Entrées du corpus:

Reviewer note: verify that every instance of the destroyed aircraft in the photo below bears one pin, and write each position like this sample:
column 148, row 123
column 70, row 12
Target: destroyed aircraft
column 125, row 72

Exercice:
Modifiez les entrées ci-dessus en remplaçant chaque occurrence de « destroyed aircraft » par « wrecked aircraft », sans rien changer d'autre.

Réponse complète:
Reviewer note: verify that every instance of the wrecked aircraft in the photo below bears one pin, and write each position like this sample:
column 148, row 123
column 70, row 12
Target: wrecked aircraft
column 125, row 72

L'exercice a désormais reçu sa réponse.